• [Problem details] According to the interview excerpt, which of the writer's pastiches is the one the writer is most proud of?

• [Given text]
....

The favorite accusations of the witchhunters these days are to accuse the writer of fair-mindedness, chastity, Christianity, sanity, under the various witchhunter-jargon names of racism, sexism, bigotry, cowardice. The advantage of being a witchhunter, is that one knows there are no witches, and so anyone can be accused at any time, and no one is allowed to defend himself.

What drives the trend is an utter lack of justice and a deep and abiding hatred of fair-mindedness, objectivity, rationality and reason. The Witchhunters are in a revolt against reality, and anything that reminds them of reality causes them to flinch and scream and cower and fling their claws before their blind and blood-leaking eyes much like a vampire seeing the sun, or Gollum from Tolkien.

Q: That said, are you related to the Wright brothers?  The people want to know.

A: I do not know. My great-grandfather hopped a train late one night departing Circleville, Ohio, with my grandfather under his arm. Nothing else is known of any relatives farther back than this, nor did my grandfather ever learn his mother’s name.

My grandafther’s name was Orville, and he was born in the same year as the famed first flight of the Wright Brothers, but before they flew. The two brothers did not themselves have any children, but other members of their family did, and their family was from that area of Ohio, as was mine.

Q: Your novel AWAKE IN THE NIGHT LAND, while not a narrative retelling of William Hope Hodgson’s The Night Land, shares the same universe, while your NULL-A CONTINUUM is a sequel to A.E. van Vogt’s WORLD OF NULL-A.   What is it like playing in somebody else’s sandbox, and how should a writer approach reworking, reimagining, or adapting another’s work?

A: I am embarrassed you did not mention ‘Guyal the Curator’ my story set in the Dying Earth background of Jack Vance, appearing in SONGS OF THE DYING EARTH, the one pastiche of which I am most proud. I nailed his vocabulary and word patterns perfectly, better than writers more accomplished than I.

Honestly, writing in another’s sandbox is no different than writing for a comic book or a situation comedy where the basics of the situation have been established by other writers. It is no different than writing Hard SF, where the writer has little to no liberty to violate known laws of science, or writing historical fiction, where the writer has little to no liberty to violate known events of history.

For that matter, it is no different than writing a sequel to one’s own work, where nothing established in the previous books can be overthrown or ignored. Or, to be specific, if it is overthrown, it has to be overthrown for a reason that is established within the story telling logic already set down.

I have been inventing and moderating role playing games set in backgrounds invented by other men ever since I was in school. Like any other work of art, there is a scope where your imagination can run wild, and a scope where your imagination has to be reigned in, and disciplined to the established cannon. It is really no more difficult than adhering to the metrical rules governing how to write a sonnet.

One tremendous advantage of such world-sharing is that the audience comes with a certain set of expectations and emotional attachment to the characters and setting, so that any surprises or plot twists can be carried off with far less work on the part of the writer. Or, rather, his work is both liberated and constrained by the established cannon.

If I am writing a Fantastic Four story set in the Marvel Universe, I do not need to explain to any reader who Doctor Doom is. I can build on the work of those who have gone before me. Likewise, if I establish in the story that the world of Phaethon, which once orbited between Mars and Jupiter, was smashed to asteroids by the hunger of Galactus, more than half my work has already been done for me by Jack Kirby and Stan Lee. My mission is only not to betray the legacy I have been granted, by, for example, making Galactus into a Greenpeace activist.

....

• [Given data]
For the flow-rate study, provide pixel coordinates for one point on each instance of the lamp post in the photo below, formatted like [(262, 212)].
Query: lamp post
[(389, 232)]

....

• [Correct result] 'Guyal the Curator', a story set in Jack Vance's Dying Earth background that appears in SONGS OF THE DYING EARTH.